+++ Supplied text

[Backend] Implement `scaled_dot(mxfp4, fp8)` #4904

lezcano · 2024-10-14T16:59:59Z

This PR includes #4891 and #4895. I will rebase once those have landed.

It includes a number of hacks to work around bugs in DotOperandEncodingAttr. All these are marked as FIXME [Dot LL] to be easy to grep for. @Jokeren is working on a comprehensive revamp of DotOperandEncodingAttr which will get rid of all these. #4895 is the first step in this direction.

lezcano · 2024-10-15T17:00:35Z

test/Analysis/test-allocation.mlir

@@ -39,7 +39,7 @@ tt.func @matmul_loop(%lb : index, %ub : index, %step : index, %A : !tt.ptr<f16>,
    // CHECK: offset = 0, size = 4608
    %a = triton_gpu.convert_layout %a_ : tensor<128x32xf16, #AL> -> tensor<128x32xf16, #A_DOT>
    %b_ = tt.load %b_ptr, %b_mask, %b_other : tensor<32x128x!tt.ptr<f16>, #BL>
-    // CHECK-NEXT: offset = 0, size = 4224
+    // CHECK-NEXT: offset = 0, size = 4352


nb. These changes are coming from the change in lib/Analysis/Allocation.cpp

It's OK this path was never tested anyway. It will be tested in my next PR.

Jokeren · 2024-10-15T17:06:25Z

lib/Analysis/Allocation.cpp

+  // This should be getElemOrder, but we don't have such a method
+  // TODO Implement getElemOrder and make sure it's consistent with
+  // getContigPerThread
+  auto inOrd = gpu::getThreadOrder(srcLayout);


I think we assume getElemOrder == getOrder

getThreadOrder is same as getOrder except for AMD's AMDMfmaEncodingAttr. I haven't taken a deep investigation.
pin @zhanglx13 for expertise maybe

See that I changed the definition of getThreadOrder in this PR.

To be specific I was referring to:

SmallVector<unsigned> AMDMfmaEncodingAttr::getThreadOrder() const { auto order = ::getOrder(*this); if (getIsTransposed()) std::swap(order[0], order[1]); return order; }

I'm not sure if we should use getOrder or getThreadOrder for this encoding

lib/Dialect/TritonGPU/IR/Dialect.cpp

Jokeren · 2024-10-15T17:13:10Z

test/Analysis/test-allocation.mlir

@@ -39,7 +39,7 @@ tt.func @matmul_loop(%lb : index, %ub : index, %step : index, %A : !tt.ptr<f16>,
    // CHECK: offset = 0, size = 4608
    %a = triton_gpu.convert_layout %a_ : tensor<128x32xf16, #AL> -> tensor<128x32xf16, #A_DOT>
    %b_ = tt.load %b_ptr, %b_mask, %b_other : tensor<32x128x!tt.ptr<f16>, #BL>
-    // CHECK-NEXT: offset = 0, size = 4224
+    // CHECK-NEXT: offset = 0, size = 4352


It's OK this path was never tested anyway. It will be tested in my next PR.

++++++

Requirements
1. In the PR thread, what marker labels the hacks that work around bugs in DotOperandEncodingAttr?
2. Pull out each line of the records that contains the word "Return".
The records have no connection to the PR thread.

+++ Data to process

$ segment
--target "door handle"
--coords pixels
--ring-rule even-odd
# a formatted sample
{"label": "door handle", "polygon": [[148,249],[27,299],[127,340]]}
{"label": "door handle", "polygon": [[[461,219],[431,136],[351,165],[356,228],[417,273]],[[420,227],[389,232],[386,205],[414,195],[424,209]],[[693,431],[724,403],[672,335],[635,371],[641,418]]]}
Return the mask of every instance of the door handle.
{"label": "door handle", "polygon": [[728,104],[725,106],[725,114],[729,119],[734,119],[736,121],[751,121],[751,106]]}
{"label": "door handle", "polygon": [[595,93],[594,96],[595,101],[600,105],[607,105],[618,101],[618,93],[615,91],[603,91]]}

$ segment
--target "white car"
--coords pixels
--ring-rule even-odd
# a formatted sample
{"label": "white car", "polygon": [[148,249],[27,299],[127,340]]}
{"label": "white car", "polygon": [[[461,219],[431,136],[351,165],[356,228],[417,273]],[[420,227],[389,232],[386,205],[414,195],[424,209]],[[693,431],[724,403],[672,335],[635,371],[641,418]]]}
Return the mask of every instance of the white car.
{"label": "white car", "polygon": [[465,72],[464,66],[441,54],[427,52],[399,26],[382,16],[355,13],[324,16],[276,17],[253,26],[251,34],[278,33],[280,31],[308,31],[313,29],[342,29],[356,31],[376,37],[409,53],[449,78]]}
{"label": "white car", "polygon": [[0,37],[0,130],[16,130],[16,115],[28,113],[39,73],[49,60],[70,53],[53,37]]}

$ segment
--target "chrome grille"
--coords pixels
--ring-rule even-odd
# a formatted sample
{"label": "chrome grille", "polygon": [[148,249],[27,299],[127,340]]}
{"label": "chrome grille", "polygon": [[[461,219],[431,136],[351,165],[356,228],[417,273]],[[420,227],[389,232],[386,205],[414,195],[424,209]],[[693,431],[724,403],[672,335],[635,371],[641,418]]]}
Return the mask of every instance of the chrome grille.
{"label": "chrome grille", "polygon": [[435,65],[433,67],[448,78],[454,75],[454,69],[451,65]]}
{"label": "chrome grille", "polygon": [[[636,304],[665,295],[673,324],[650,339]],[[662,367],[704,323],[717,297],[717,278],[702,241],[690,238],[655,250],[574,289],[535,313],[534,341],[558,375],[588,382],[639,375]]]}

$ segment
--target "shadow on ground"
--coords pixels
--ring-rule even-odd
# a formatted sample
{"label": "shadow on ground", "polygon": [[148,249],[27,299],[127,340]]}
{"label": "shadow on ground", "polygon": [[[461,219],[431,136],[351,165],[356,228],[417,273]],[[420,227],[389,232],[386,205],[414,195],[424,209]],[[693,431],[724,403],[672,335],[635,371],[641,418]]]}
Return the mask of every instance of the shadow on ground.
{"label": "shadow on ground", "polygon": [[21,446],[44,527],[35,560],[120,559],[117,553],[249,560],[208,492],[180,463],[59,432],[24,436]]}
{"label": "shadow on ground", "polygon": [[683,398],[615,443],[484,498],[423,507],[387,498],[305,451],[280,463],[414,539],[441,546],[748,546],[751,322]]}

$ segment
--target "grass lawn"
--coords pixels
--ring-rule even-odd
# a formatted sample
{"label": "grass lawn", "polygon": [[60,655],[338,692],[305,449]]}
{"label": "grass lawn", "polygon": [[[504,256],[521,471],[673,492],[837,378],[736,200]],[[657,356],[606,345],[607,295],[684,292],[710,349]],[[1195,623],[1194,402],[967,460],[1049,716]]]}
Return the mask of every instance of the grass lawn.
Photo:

++++++

Answers below
1. FIXME [Dot LL]

2.
Return the mask of every instance of the door handle.
Return the mask of every instance of the white car.
Return the mask of every instance of the chrome grille.
Return the mask of every instance of the shadow on ground.
Return the mask of every instance of the grass lawn.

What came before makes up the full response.